Try writing a program that spawns 5000 threads and has them get the current time in microseconds, and then write it in a file. You won't have any collisions unless you do some kind of precise coordination between them. In fact, you likely only have a shot at getting the same timestamp if you call from different threads, because just executing the instructions to read the current time takes long enough that two calls in a row will get different values.

> TL;DR: microsecond timestamps do not provide sufficient entropy for uniqueness constraints over common workloads.

See, that's the part I have a problem with, because I've had quite the opposite experience (without even having Cassandra involved).

aphyr · on Sept 5, 2013

Like I said, mean free paths will vary depending on your write profile. None of this alters my original assertion, which is that row operations are not isolated.

cbsmith · on Sept 5, 2013

You've got a corner case that is way harder to hit than you think you've measured it to be, and the scenarios where it may happen would have almost certainly not have the design required to cause it. Even so, it is addressable.

Based on my own experiences with this scenario, I'd be surprised if you managed to experience any problems if you turned off throttling (and didn't force everything to the same timestamp).

So yeah, you have a scenario that can happen, and I'd recommend anyone who absolutely cannot have that happen either not use Cassandra or design their schema accordingly. Absent that scenario though, row operations are isolated.

(Some records)
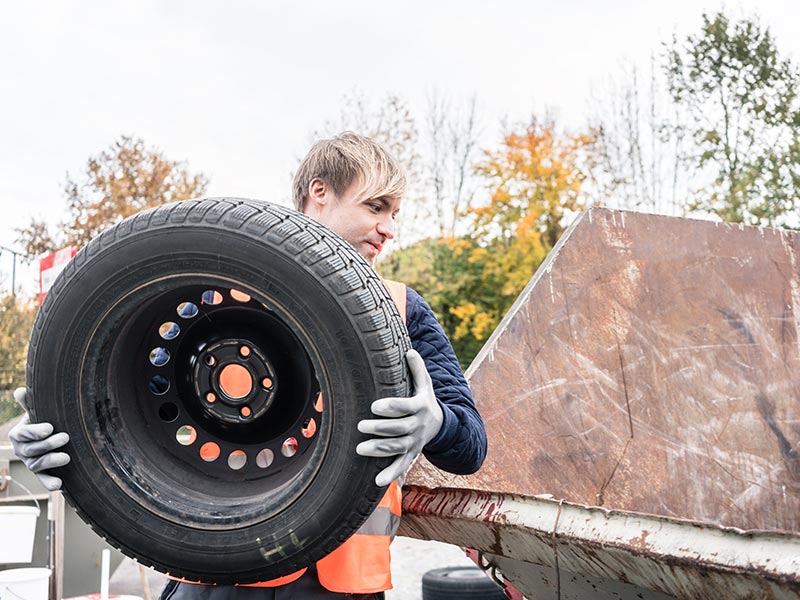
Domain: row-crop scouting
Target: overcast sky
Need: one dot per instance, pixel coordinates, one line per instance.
(236, 89)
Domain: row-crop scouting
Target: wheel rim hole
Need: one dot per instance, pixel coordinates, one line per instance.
(187, 310)
(159, 357)
(309, 428)
(237, 460)
(289, 447)
(168, 412)
(209, 451)
(169, 330)
(264, 458)
(240, 296)
(159, 385)
(212, 297)
(235, 381)
(186, 435)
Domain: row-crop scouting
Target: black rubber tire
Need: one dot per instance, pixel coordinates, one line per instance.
(459, 583)
(329, 323)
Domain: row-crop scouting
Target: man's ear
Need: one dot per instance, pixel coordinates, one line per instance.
(317, 193)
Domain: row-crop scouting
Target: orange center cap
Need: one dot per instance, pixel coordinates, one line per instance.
(235, 381)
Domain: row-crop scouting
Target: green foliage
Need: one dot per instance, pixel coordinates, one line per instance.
(441, 270)
(121, 180)
(16, 322)
(742, 98)
(534, 180)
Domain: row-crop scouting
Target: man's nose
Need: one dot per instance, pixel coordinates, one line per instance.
(386, 228)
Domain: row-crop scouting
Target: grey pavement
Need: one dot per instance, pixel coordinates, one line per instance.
(411, 559)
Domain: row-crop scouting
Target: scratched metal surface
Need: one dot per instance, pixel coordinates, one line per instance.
(652, 365)
(554, 550)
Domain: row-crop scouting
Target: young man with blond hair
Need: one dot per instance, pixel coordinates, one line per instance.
(355, 187)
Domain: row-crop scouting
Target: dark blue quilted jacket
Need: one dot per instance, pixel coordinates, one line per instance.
(460, 446)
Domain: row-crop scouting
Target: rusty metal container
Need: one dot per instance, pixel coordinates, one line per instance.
(642, 401)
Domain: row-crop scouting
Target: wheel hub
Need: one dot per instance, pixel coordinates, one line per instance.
(234, 381)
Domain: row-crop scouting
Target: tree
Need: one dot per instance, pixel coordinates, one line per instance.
(118, 182)
(535, 179)
(641, 147)
(441, 269)
(16, 322)
(742, 100)
(451, 136)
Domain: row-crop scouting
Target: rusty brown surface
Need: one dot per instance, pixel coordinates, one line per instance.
(652, 365)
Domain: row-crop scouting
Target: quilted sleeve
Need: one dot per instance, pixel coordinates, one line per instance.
(460, 445)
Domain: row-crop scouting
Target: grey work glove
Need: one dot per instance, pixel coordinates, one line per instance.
(408, 423)
(34, 444)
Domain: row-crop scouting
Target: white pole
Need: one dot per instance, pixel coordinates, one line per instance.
(104, 567)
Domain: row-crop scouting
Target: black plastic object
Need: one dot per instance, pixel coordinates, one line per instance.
(459, 583)
(210, 360)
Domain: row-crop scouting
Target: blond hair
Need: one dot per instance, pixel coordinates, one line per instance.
(344, 159)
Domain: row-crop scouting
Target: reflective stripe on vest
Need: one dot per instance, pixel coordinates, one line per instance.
(362, 565)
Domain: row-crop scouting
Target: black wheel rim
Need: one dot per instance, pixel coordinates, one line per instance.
(176, 431)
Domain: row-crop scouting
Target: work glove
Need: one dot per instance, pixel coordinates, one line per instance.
(408, 423)
(34, 444)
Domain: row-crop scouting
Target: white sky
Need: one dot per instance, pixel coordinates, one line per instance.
(237, 88)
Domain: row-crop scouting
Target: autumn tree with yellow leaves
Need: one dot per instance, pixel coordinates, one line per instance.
(534, 182)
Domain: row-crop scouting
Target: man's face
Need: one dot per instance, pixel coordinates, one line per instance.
(365, 222)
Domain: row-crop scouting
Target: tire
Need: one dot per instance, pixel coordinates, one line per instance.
(129, 355)
(459, 583)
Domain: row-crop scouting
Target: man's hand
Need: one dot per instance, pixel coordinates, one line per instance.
(35, 443)
(409, 423)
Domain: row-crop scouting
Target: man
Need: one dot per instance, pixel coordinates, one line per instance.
(354, 187)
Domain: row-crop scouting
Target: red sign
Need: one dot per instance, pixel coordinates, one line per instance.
(50, 266)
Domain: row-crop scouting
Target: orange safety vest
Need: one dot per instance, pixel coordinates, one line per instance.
(362, 564)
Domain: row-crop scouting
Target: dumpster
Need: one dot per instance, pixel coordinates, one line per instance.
(641, 400)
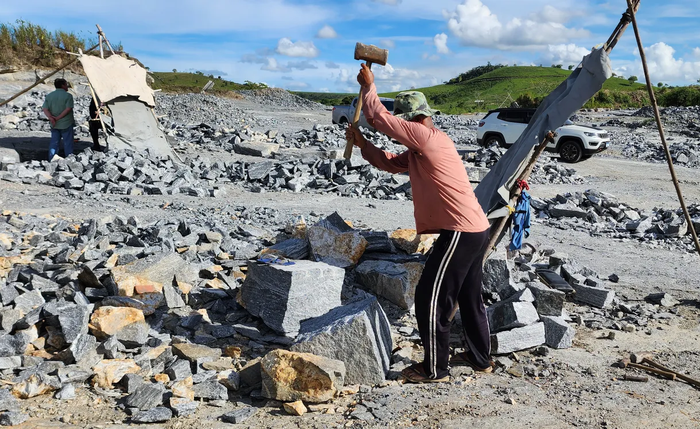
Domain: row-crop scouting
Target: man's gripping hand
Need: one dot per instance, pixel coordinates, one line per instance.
(365, 77)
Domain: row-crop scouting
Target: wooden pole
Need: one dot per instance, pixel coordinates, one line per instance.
(494, 234)
(42, 80)
(657, 115)
(102, 33)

SHORT PROBLEM 1:
Write out the passage of the thread on Cassandra timestamps starting at "Like I said, mean" and ending at "are not isolated.".
SHORT PROBLEM 2:
In the thread on Cassandra timestamps, find every sentence that contains the word "scenario" or "scenarios," and quote each one in full.
SHORT PROBLEM 3:
Extend the forum thread on Cassandra timestamps from the point where it stops.

REPLY 1:
Like I said, mean free paths will vary depending on your write profile. None of this alters my original assertion, which is that row operations are not isolated.

REPLY 2:
- You've got a corner case that is way harder to hit than you think you've measured it to be, and the scenarios where it may happen would have almost certainly not have the design required to cause it.
- Based on my own experiences with this scenario, I'd be surprised if you managed to experience any problems if you turned off throttling (and didn't force everything to the same timestamp).
- So yeah, you have a scenario that can happen, and I'd recommend anyone who absolutely cannot have that happen either not use Cassandra or design their schema accordingly.
- Absent that scenario though, row operations are isolated.

REPLY 3:
aphyr · on Sept 5, 2013

You're presuming that all reads occur after the system has quiesced. This is not always the case. I'm happy your write pattern works for you, and that you measure your consistency; I'm just trying to keep folks honest about what their systems actually provide; and give them tools to analyze those constraints.

cbsmith · on Sept 5, 2013

> You're presuming that all reads occur after the system has quiesced.

It sure looked like they did, but maybe I misread the code.

> This is not always the case.

Even if that weren't the case, you might check out the probabilities on your birthday problem. What you've got is effectively a calendar with 100 million days (microseconds in the benchmark's 100 seconds) and 5 people (5 writes to the same record). You've managed to end up with those 5 people sharing a birthday well over 1% of the time.

> I'm just trying to keep folks honest about what their systems actually provide

I appreciate that you've found an interesting corner case that I'd not considered.

Actually, it's not that I hadn't considered it. When creating client side timestamps I do tend to think about this scenario, but with server side timestamps, I tend to think of it much like I think of collisions on Type 1 UUID's, but in truth the probabilities are higher.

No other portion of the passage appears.